#### EXERCISE PROMPT:
Scale the stretch from the line containing "Where can you spot the grassy" through the end of the material, and give only those lines. Reproduce each line, requests included, but multiply every coordinate in the answers by 0.35 and round it to a whole number, with halves rounded up.
--- INFORMATION PROVIDED ---
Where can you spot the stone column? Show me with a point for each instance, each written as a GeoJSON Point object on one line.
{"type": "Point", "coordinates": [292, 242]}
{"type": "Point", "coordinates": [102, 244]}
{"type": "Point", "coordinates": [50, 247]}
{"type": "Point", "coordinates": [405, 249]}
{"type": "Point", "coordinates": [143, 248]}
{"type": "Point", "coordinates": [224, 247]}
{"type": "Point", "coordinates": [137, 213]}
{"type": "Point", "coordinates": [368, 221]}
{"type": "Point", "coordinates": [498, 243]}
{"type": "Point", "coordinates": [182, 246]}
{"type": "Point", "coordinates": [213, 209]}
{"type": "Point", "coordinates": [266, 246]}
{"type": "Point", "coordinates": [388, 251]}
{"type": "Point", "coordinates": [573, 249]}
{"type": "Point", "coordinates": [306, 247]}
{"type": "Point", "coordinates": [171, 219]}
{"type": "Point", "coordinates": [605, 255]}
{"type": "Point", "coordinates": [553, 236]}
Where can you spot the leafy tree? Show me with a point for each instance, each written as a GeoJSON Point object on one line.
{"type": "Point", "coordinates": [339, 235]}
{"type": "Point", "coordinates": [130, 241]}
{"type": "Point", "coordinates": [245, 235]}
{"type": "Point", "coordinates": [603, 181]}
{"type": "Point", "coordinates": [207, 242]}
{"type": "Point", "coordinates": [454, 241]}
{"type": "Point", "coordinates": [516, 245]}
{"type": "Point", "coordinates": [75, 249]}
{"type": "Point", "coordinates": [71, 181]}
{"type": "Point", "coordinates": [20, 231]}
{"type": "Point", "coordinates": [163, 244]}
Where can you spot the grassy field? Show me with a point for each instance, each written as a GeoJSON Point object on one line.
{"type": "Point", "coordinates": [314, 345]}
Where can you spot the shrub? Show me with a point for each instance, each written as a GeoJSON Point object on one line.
---
#### RESPONSE FOR THIS EXERCISE:
Where can you spot the grassy field? Show me with a point for each instance, each written as a GeoJSON Point object on one line.
{"type": "Point", "coordinates": [110, 121]}
Where can you spot the shrub? Show me with a point for each instance, each written as a GeoJSON Point object on one line.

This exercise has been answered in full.